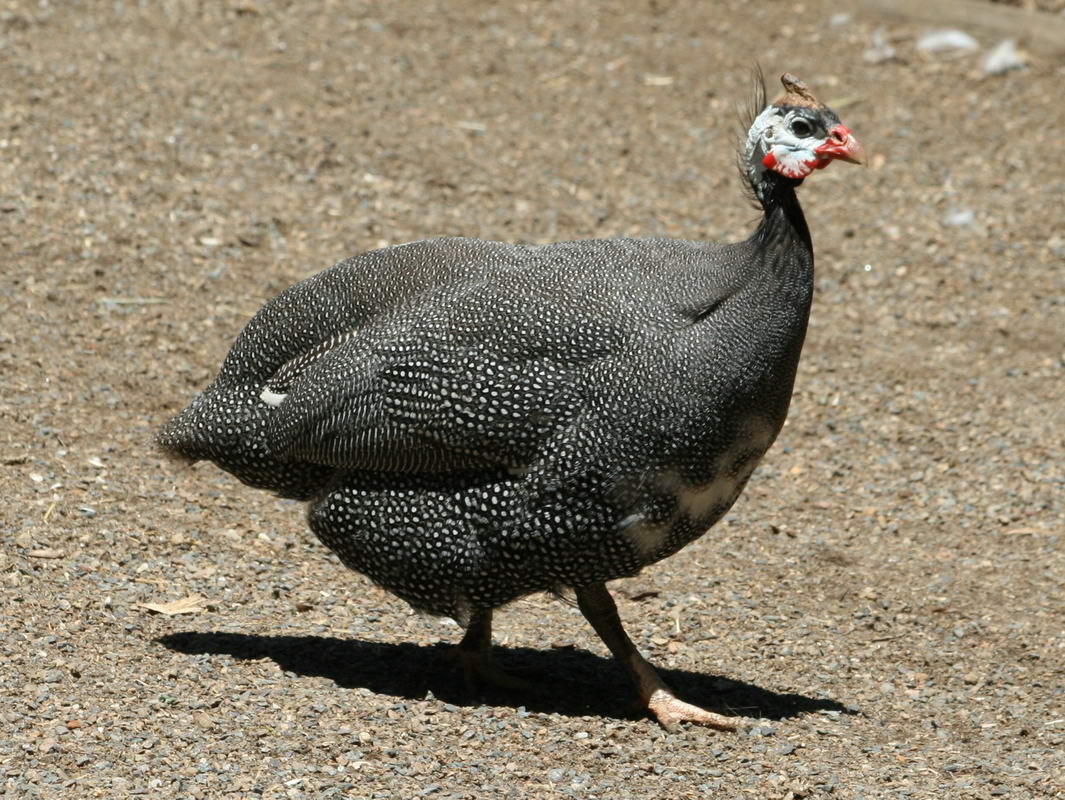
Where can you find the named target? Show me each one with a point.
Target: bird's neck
(783, 225)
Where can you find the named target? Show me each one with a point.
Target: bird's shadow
(570, 682)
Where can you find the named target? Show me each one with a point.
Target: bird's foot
(670, 712)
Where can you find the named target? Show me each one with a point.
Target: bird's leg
(599, 608)
(474, 655)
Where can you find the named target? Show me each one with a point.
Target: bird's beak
(841, 145)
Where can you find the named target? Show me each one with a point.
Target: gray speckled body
(475, 421)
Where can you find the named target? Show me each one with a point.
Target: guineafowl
(474, 421)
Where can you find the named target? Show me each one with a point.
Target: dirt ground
(886, 598)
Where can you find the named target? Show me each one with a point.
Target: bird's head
(797, 134)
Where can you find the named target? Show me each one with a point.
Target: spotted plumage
(475, 421)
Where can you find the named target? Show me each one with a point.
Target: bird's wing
(474, 378)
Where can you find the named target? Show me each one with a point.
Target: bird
(472, 422)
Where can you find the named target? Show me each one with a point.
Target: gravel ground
(887, 597)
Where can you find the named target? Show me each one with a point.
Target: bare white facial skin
(772, 142)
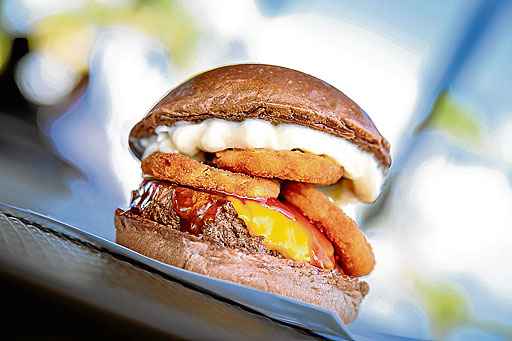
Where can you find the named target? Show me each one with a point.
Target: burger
(247, 170)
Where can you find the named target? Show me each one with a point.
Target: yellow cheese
(280, 232)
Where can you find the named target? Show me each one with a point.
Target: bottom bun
(329, 289)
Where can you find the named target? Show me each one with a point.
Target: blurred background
(435, 76)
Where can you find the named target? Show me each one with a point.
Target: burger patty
(216, 220)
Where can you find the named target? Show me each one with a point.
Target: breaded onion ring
(185, 171)
(349, 241)
(284, 165)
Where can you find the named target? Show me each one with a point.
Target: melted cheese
(213, 135)
(290, 237)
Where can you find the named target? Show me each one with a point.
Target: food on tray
(234, 161)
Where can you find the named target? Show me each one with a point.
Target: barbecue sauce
(282, 226)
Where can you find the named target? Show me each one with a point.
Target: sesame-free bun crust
(272, 93)
(329, 289)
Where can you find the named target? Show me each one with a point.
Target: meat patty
(156, 201)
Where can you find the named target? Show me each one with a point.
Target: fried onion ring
(284, 165)
(185, 171)
(349, 241)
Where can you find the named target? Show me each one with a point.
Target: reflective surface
(434, 76)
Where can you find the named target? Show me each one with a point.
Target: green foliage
(451, 117)
(5, 48)
(75, 30)
(446, 306)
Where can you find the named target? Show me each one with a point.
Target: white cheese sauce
(213, 135)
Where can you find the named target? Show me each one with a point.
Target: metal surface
(72, 268)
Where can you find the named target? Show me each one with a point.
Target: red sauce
(195, 208)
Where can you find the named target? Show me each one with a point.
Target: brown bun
(328, 289)
(272, 93)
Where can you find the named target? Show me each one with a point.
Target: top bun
(271, 93)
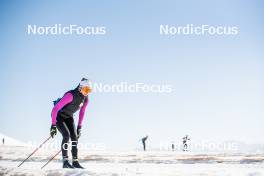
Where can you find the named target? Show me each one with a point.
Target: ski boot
(76, 164)
(66, 164)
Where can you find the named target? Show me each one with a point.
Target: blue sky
(217, 80)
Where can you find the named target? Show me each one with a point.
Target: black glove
(53, 130)
(79, 131)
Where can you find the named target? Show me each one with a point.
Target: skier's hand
(53, 130)
(79, 131)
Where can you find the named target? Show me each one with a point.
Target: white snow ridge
(150, 163)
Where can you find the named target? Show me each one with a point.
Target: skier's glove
(53, 130)
(79, 131)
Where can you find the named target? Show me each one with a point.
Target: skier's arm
(82, 112)
(67, 98)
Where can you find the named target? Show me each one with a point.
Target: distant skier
(62, 118)
(184, 140)
(144, 142)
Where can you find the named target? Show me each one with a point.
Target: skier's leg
(65, 137)
(73, 133)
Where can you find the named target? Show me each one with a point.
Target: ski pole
(34, 151)
(50, 159)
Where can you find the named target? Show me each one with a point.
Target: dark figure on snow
(144, 142)
(62, 119)
(172, 146)
(184, 141)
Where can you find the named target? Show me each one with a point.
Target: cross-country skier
(62, 119)
(184, 141)
(144, 142)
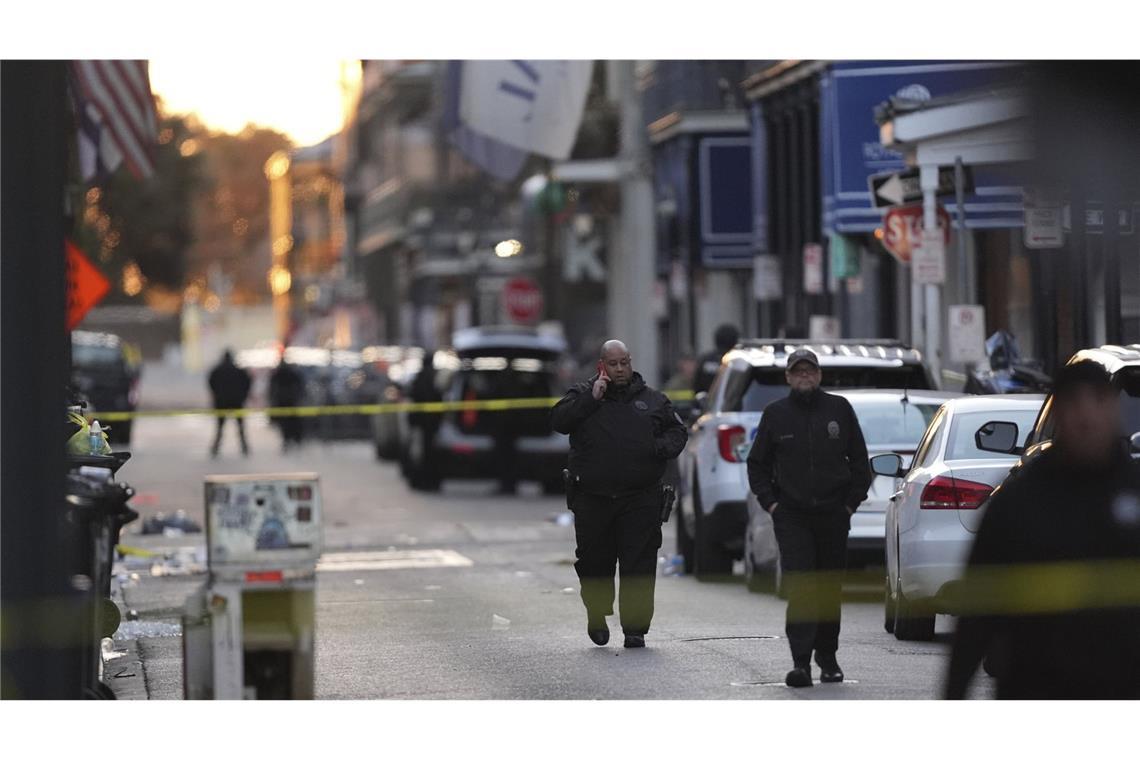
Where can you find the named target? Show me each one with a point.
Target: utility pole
(42, 604)
(931, 294)
(632, 269)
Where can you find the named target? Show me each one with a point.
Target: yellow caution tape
(425, 407)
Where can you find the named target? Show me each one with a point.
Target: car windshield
(961, 444)
(892, 424)
(768, 384)
(96, 357)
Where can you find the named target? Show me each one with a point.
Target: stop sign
(522, 299)
(902, 230)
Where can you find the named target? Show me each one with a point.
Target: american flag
(116, 117)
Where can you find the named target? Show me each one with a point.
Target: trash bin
(97, 511)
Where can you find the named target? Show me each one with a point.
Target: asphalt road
(469, 595)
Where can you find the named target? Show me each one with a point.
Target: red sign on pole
(522, 300)
(902, 230)
(86, 285)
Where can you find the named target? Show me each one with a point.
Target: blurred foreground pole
(41, 613)
(632, 270)
(1086, 121)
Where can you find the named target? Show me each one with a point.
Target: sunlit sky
(300, 98)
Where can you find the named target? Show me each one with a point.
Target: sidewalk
(146, 653)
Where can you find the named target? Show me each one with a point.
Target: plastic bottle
(96, 438)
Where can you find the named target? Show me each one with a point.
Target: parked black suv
(106, 376)
(490, 364)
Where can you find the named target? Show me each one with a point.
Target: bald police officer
(621, 434)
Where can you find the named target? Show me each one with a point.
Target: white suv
(714, 480)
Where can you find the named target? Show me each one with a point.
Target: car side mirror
(998, 436)
(889, 465)
(699, 402)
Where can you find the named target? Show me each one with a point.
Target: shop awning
(852, 149)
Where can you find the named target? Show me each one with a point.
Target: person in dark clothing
(808, 468)
(286, 389)
(707, 366)
(621, 434)
(1050, 595)
(229, 385)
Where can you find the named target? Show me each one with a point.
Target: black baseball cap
(1077, 374)
(803, 354)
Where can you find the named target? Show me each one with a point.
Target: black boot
(599, 631)
(800, 676)
(829, 669)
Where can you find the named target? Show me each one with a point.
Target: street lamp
(507, 248)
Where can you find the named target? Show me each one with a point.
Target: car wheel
(913, 622)
(888, 606)
(422, 475)
(713, 562)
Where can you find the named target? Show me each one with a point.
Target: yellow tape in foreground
(424, 407)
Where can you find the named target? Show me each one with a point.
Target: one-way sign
(900, 188)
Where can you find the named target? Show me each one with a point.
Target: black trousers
(621, 533)
(241, 433)
(813, 556)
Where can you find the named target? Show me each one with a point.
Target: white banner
(531, 105)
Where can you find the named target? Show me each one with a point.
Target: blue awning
(849, 139)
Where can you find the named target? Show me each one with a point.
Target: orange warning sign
(86, 285)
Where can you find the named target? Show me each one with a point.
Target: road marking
(391, 560)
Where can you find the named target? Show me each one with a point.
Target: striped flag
(116, 117)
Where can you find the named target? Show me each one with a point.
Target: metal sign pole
(966, 287)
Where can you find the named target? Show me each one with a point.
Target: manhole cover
(732, 638)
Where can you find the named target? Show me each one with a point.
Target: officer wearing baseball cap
(808, 468)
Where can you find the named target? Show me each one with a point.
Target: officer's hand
(600, 385)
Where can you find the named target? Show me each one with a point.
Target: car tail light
(953, 493)
(730, 440)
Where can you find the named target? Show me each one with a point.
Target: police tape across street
(428, 407)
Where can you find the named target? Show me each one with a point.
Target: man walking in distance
(229, 385)
(808, 468)
(621, 434)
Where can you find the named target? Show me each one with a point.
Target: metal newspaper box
(249, 632)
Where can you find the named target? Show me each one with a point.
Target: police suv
(714, 477)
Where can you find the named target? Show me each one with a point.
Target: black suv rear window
(754, 391)
(490, 377)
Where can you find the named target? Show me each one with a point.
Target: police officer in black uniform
(1051, 595)
(621, 434)
(809, 471)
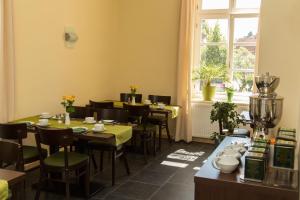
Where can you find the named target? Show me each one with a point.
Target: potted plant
(226, 115)
(207, 74)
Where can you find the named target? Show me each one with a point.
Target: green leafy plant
(209, 73)
(226, 115)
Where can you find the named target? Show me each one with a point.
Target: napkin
(3, 190)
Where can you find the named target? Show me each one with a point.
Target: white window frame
(230, 14)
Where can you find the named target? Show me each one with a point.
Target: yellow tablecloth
(122, 133)
(173, 109)
(3, 190)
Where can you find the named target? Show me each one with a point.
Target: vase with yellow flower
(133, 90)
(67, 102)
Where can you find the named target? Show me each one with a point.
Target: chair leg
(159, 137)
(113, 167)
(101, 160)
(125, 162)
(67, 185)
(39, 187)
(94, 161)
(154, 143)
(168, 132)
(145, 148)
(87, 181)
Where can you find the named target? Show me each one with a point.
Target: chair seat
(140, 128)
(157, 119)
(57, 159)
(31, 153)
(104, 145)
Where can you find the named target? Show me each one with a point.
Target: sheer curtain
(7, 67)
(187, 22)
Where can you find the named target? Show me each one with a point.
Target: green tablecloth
(122, 133)
(173, 109)
(3, 190)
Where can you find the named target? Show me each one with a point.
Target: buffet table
(211, 184)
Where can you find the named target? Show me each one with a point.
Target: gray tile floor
(146, 181)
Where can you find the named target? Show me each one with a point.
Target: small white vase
(133, 100)
(67, 118)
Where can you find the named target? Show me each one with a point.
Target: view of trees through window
(229, 43)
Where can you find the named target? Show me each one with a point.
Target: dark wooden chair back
(10, 154)
(59, 137)
(163, 99)
(119, 115)
(13, 132)
(138, 112)
(125, 96)
(80, 112)
(54, 137)
(95, 104)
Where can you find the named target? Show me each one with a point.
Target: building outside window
(226, 35)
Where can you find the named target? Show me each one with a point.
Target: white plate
(29, 123)
(43, 125)
(91, 122)
(76, 127)
(93, 129)
(107, 121)
(45, 116)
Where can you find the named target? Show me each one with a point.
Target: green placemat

» Aim
Pick out every line of the data above that contains the word "patty", and copy each one.

» Solution
Target: burger patty
Target: meat patty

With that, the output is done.